─── Given passage ───

System Design: Designing a Content Delivery Network (CDN)

Case Study: Designing a Content Delivery Network (CDN)

Mental Model

A Content Delivery Network is not just a bunch of distributed file servers, but a global, intelligent reverse-proxy fabric that leverages IP Anycast routing, hierarchical caching tiers, and edge computing to move the internet's static and dynamic state to within a physical millisecond of the user.

Requirements & System Constraints

A global CDN must serve static files (images, JS, CSS, video segments) and dynamic web pages at a massive scale.

Functional Requirements

Edge Static Caching: Cache static files at the network edge and serve them with ultra-low latency.
Dynamic Content Optimization: Enable routing of dynamic content (e.g., API requests) through optimized routing paths back to the origin server.
Active Cache Purging: Support immediate programmatic cache invalidation across the entire global network within 5 seconds of an API request.
Cache-Key Personalization: Allow customizing cache keys based on headers (e.g., device type, compression formats like gzip/brotli).
Edge Security (WAF): Mitigate Layer 7 attacks (SQL Injection, XSS) and block volumetric DDoS attacks at the edge.

Non-Functional SLAs

Latency: P99 cache hit latency must be under 20ms. P99 cache miss latency must be under 150ms (origin fetch).
Scale: The system must sustain 1 Million requests per second (QPS) globally with peak capacity up to 3 Million QPS.
Bandwidth: Maintain a massive concurrent network egress capacity of 800 Gigabits per second (Gbps).
High Availability: Enforce 99.999% availability for request routing and edge POP delivery.

Back-of-the-Envelope Capacity Estimates

Let's estimate the storage, memory, and bandwidth required to support a global CDN at 1 Million QPS.

1. Network Bandwidth & Egress

Average Object Size: $100\text{ KB}$ (representing images, JS/CSS files, and short media clips).
Average Throughput: $1,000,000\text{ QPS}$
Total Egress Bandwidth: $1,000,000 \times 100\text{ KB} = 100,000,000\text{ KB/s} = 100\text{ Gigabytes per second (GB/s)}$
In bits: $100\text{ GB/s} \times 8 \approx 800\text{ Gbps}$ of network transit capacity required at peak.

─── Information shown ───

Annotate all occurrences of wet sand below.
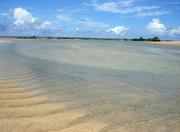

───

Task objective | Echo the CDN design case study word for word, between "Mental Model" and "an API request.", inclusive.

Final answer |
Mental Model

A Content Delivery Network is not just a bunch of distributed file servers, but a global, intelligent reverse-proxy fabric that leverages IP Anycast routing, hierarchical caching tiers, and edge computing to move the internet's static and dynamic state to within a physical millisecond of the user.

Requirements & System Constraints

A global CDN must serve static files (images, JS, CSS, video segments) and dynamic web pages at a massive scale.

Functional Requirements

Edge Static Caching: Cache static files at the network edge and serve them with ultra-low latency.
Dynamic Content Optimization: Enable routing of dynamic content (e.g., API requests) through optimized routing paths back to the origin server.
Active Cache Purging: Support immediate programmatic cache invalidation across the entire global network within 5 seconds of an API request.